EXERCISE DIRECTIONS:
Repeat every one of the stored entries below word for word, leaving the pictures out of your answer.

Stored entries:
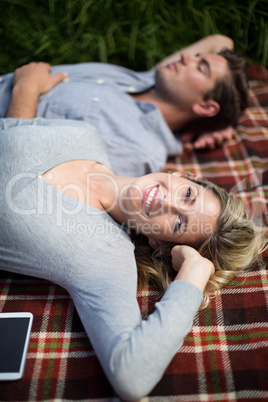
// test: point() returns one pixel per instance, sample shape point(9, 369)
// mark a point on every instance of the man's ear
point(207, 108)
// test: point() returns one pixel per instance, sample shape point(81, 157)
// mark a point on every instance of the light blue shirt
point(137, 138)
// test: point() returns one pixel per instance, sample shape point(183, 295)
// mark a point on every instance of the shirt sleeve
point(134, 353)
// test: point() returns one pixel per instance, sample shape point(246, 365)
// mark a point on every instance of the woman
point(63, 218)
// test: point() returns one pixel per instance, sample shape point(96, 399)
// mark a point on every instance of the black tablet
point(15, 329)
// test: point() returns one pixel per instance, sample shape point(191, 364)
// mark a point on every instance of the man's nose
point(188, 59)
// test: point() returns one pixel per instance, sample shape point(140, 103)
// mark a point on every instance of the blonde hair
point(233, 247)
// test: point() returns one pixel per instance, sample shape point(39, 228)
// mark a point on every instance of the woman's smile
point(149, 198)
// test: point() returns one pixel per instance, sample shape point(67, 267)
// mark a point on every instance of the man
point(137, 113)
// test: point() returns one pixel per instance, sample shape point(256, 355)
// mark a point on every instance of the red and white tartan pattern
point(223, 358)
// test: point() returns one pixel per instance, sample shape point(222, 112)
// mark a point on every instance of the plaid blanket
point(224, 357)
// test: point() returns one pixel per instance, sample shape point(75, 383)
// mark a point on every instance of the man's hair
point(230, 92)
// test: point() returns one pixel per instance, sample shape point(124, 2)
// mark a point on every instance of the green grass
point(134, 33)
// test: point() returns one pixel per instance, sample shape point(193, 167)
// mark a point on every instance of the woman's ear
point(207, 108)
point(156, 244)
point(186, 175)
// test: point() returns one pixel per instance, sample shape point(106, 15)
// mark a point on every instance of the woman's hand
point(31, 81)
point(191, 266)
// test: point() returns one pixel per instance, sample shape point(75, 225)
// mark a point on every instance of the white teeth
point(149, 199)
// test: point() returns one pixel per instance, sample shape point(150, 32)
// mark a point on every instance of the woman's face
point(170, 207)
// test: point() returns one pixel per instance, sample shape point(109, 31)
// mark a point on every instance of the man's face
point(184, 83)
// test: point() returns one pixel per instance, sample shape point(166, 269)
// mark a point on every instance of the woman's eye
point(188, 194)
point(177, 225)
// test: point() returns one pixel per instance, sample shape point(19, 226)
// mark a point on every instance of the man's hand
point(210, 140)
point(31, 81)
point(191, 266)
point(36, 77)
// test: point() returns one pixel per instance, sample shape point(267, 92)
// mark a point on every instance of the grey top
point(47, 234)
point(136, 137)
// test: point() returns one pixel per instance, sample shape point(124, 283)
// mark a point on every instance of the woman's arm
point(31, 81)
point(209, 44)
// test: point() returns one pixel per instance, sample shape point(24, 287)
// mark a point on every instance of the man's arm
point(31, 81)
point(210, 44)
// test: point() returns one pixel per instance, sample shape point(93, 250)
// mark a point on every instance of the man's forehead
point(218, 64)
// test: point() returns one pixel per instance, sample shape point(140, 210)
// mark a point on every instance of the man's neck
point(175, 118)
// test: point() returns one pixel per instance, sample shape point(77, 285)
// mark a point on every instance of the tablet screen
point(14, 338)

TASK RESPONSE:
// test: point() returns one pixel per instance, sample shape point(9, 369)
// mark a point on every instance of the man's ear
point(207, 108)
// test: point() returns one pixel per instance, sample shape point(81, 157)
// mark a point on every instance of the light blue shirt
point(137, 138)
// test: point() returns one pixel per instance, sample shape point(183, 295)
// mark a point on every instance of the shirt sleeve
point(134, 353)
// test: point() returns one pixel per instance, sample shape point(246, 365)
// mark a point on every instance of the woman
point(63, 218)
// test: point() returns one pixel per instance, sample shape point(96, 399)
// mark a point on every instance of the black tablet
point(15, 329)
// test: point() returns one pixel per instance, sample shape point(191, 364)
// mark a point on every instance of the man's nose
point(188, 59)
// test: point() returns one pixel per instance, sample shape point(140, 103)
// mark a point on every instance of the blonde hair
point(233, 247)
// test: point() returns one pixel per instance, sample shape point(39, 228)
// mark a point on every instance of the woman's smile
point(149, 198)
// test: point() returns one pixel per instance, sample shape point(67, 267)
// mark a point on every instance of the man
point(137, 113)
// test: point() returns one pixel per instance, sample shape point(256, 355)
// mark a point on every instance of the red and white tartan pattern
point(223, 358)
// test: point() returns one pixel per instance, sample shape point(222, 112)
// mark a point on every instance of the plaid blanket
point(224, 357)
// test: point() returns one pixel per instance, sample shape point(75, 383)
// mark a point on every instance of the man's hair
point(230, 92)
// test: point() returns one pixel per instance, sample shape point(124, 2)
// mark a point on every instance of the green grass
point(134, 33)
// test: point() returns one pixel per instance, sample shape point(193, 167)
// mark a point on every instance of the woman's ear
point(207, 108)
point(156, 244)
point(186, 175)
// test: point() returns one pixel per instance, sample shape point(106, 15)
// mark a point on every instance of the woman's hand
point(31, 81)
point(191, 266)
// test: point() returns one pixel per instance, sample shape point(75, 225)
// mark a point on every instance of the white teeth
point(149, 199)
// test: point() returns one pixel per instance, sample shape point(150, 32)
// mark a point on every instance of the woman's face
point(170, 207)
// test: point() returns one pixel per instance, sample shape point(109, 31)
// mark a point on every instance of the man's face
point(184, 83)
// test: point() returns one pixel per instance, sample shape point(166, 269)
// mark a point on every instance of the woman's eye
point(188, 194)
point(177, 225)
// test: point() returns one pixel per instance, sample shape point(19, 226)
// mark a point on every instance of the man's hand
point(210, 140)
point(31, 81)
point(191, 266)
point(36, 77)
// test: point() returns one pixel per instance, sample shape point(267, 92)
// mark a point on every instance of the grey top
point(47, 234)
point(136, 137)
// test: point() returns one pixel per instance, sample shape point(124, 283)
// mark a point on every instance of the woman's arm
point(31, 81)
point(209, 44)
// test: point() returns one pixel per instance, sample shape point(24, 287)
// mark a point on every instance of the man's arm
point(31, 81)
point(210, 44)
// test: point() returns one pixel per instance, sample shape point(93, 250)
// mark a point on every instance of the man's forehead
point(218, 64)
// test: point() returns one pixel per instance, sample shape point(140, 210)
// mark a point on every instance of the man's neck
point(175, 118)
// test: point() returns one pixel per instance, sample shape point(77, 285)
// mark a point on every instance of the tablet screen
point(14, 338)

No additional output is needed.